Coordinate annotation entries
-- -- --

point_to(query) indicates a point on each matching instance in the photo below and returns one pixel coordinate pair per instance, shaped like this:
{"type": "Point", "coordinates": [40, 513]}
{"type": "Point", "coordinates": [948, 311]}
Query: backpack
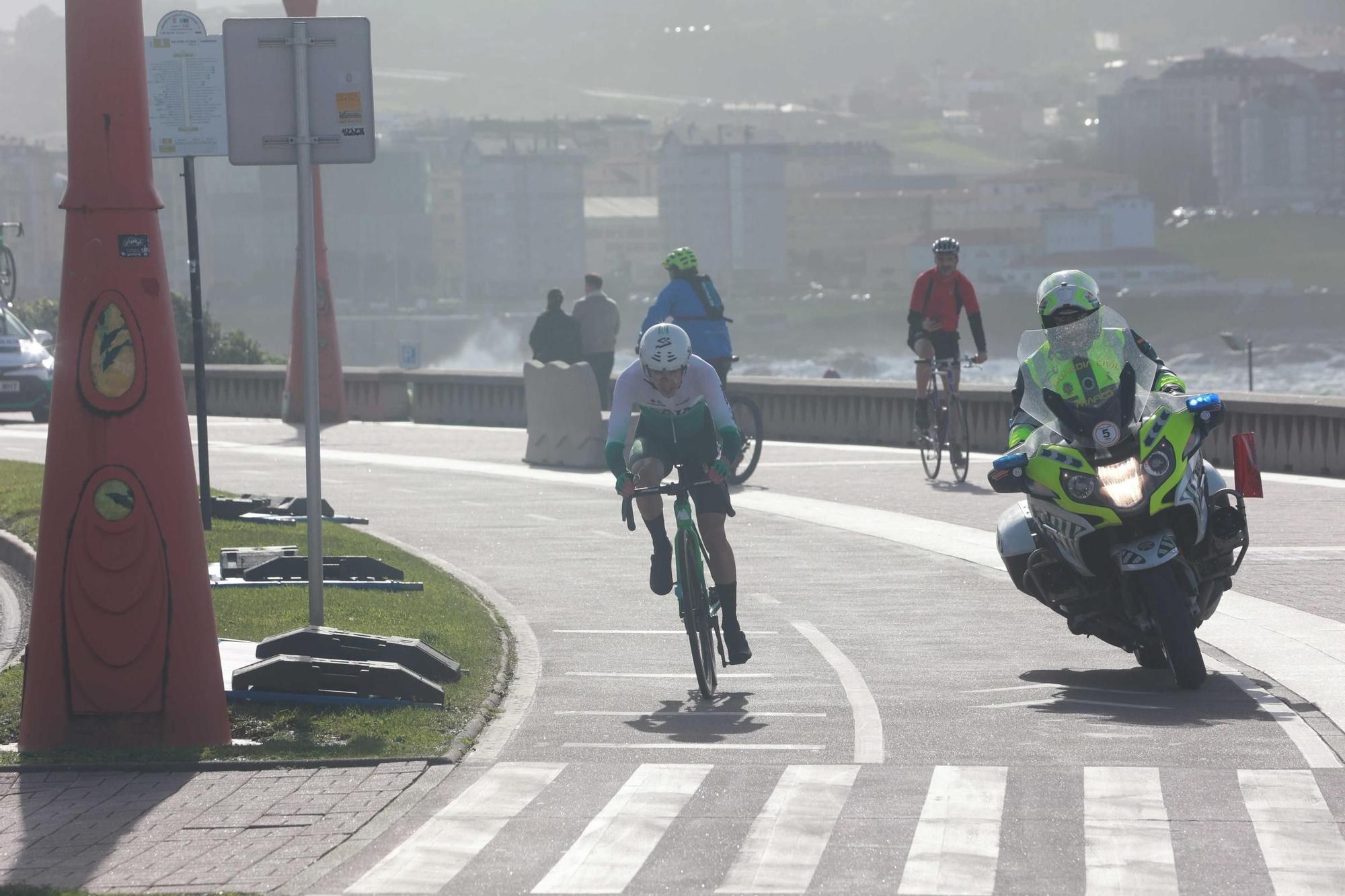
{"type": "Point", "coordinates": [711, 300]}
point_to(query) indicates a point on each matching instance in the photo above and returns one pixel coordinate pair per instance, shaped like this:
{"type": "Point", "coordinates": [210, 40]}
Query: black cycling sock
{"type": "Point", "coordinates": [658, 533]}
{"type": "Point", "coordinates": [730, 604]}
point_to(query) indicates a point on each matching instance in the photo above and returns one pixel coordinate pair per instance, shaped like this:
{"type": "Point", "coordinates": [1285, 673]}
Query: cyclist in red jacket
{"type": "Point", "coordinates": [937, 302]}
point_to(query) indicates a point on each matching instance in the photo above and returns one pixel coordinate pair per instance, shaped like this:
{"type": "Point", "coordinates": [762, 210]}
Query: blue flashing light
{"type": "Point", "coordinates": [1208, 401]}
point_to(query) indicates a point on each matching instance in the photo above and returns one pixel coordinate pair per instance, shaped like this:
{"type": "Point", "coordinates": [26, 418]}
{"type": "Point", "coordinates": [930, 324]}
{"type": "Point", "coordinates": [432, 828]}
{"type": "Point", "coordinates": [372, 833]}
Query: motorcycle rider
{"type": "Point", "coordinates": [1065, 298]}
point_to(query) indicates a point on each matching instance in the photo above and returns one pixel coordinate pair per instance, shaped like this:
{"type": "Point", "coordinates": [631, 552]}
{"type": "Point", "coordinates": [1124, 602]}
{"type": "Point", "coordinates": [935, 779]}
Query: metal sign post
{"type": "Point", "coordinates": [186, 72]}
{"type": "Point", "coordinates": [326, 116]}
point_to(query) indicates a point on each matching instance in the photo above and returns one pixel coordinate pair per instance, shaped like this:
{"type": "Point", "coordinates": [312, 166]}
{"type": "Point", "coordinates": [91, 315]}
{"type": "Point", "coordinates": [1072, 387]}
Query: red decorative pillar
{"type": "Point", "coordinates": [123, 649]}
{"type": "Point", "coordinates": [332, 385]}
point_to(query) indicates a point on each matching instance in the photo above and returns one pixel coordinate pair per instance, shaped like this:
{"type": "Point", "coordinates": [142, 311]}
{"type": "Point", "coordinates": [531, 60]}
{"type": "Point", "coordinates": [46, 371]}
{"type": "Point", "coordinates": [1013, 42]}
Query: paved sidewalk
{"type": "Point", "coordinates": [185, 831]}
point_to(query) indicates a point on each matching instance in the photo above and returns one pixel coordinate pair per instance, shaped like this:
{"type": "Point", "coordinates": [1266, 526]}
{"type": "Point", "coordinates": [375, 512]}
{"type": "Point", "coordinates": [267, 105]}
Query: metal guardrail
{"type": "Point", "coordinates": [1295, 434]}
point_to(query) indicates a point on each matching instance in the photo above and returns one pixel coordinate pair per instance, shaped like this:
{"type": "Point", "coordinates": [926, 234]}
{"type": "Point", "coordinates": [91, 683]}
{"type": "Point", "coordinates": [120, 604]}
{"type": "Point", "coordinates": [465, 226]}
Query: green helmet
{"type": "Point", "coordinates": [1067, 295]}
{"type": "Point", "coordinates": [681, 260]}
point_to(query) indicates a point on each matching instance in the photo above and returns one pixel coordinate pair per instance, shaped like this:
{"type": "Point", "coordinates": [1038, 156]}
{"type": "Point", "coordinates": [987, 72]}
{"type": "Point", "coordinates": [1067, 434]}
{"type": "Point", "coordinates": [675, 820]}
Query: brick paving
{"type": "Point", "coordinates": [184, 831]}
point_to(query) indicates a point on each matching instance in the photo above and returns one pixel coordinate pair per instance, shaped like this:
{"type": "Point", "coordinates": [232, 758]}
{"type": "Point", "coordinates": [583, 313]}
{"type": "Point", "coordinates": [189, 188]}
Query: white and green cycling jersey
{"type": "Point", "coordinates": [696, 407]}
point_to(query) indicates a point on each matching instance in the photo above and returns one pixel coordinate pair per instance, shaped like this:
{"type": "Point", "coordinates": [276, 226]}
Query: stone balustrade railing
{"type": "Point", "coordinates": [1295, 434]}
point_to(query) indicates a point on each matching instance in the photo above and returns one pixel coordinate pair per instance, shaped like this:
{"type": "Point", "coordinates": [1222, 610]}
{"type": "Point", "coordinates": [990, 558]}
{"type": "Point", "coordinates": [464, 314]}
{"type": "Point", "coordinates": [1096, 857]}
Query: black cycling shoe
{"type": "Point", "coordinates": [738, 645]}
{"type": "Point", "coordinates": [661, 571]}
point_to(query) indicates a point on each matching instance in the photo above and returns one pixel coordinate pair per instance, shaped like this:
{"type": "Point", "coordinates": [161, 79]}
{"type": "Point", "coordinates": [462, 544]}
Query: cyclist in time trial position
{"type": "Point", "coordinates": [684, 420]}
{"type": "Point", "coordinates": [695, 304]}
{"type": "Point", "coordinates": [937, 302]}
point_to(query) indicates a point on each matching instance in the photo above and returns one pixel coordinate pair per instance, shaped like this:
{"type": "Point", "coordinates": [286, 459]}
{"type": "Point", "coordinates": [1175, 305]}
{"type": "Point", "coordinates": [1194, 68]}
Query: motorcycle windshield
{"type": "Point", "coordinates": [1086, 382]}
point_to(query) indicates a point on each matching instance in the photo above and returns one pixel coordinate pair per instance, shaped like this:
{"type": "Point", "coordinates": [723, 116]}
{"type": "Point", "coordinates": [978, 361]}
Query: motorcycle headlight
{"type": "Point", "coordinates": [1124, 483]}
{"type": "Point", "coordinates": [1079, 486]}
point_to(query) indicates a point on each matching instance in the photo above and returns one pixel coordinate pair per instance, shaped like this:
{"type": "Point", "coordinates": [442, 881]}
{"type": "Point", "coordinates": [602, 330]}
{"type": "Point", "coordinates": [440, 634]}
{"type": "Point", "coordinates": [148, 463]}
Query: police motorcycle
{"type": "Point", "coordinates": [1125, 530]}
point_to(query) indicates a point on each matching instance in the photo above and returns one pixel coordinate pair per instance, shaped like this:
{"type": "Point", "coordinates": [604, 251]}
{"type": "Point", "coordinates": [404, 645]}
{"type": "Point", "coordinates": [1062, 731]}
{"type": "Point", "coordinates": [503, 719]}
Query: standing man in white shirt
{"type": "Point", "coordinates": [599, 321]}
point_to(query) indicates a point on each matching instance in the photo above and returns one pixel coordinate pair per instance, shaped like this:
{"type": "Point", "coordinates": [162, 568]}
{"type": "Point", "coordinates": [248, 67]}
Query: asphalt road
{"type": "Point", "coordinates": [910, 721]}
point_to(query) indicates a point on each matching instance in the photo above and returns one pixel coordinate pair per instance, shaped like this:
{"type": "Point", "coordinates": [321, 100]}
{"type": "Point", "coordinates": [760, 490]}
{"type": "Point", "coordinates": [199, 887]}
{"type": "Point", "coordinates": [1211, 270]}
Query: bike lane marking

-- -- --

*TASK GOAL*:
Count the lines in the material above that contain the string "white", treating uppercase and lowercase letters as distinct, and give only the number.

*RIGHT ANSWER*:
2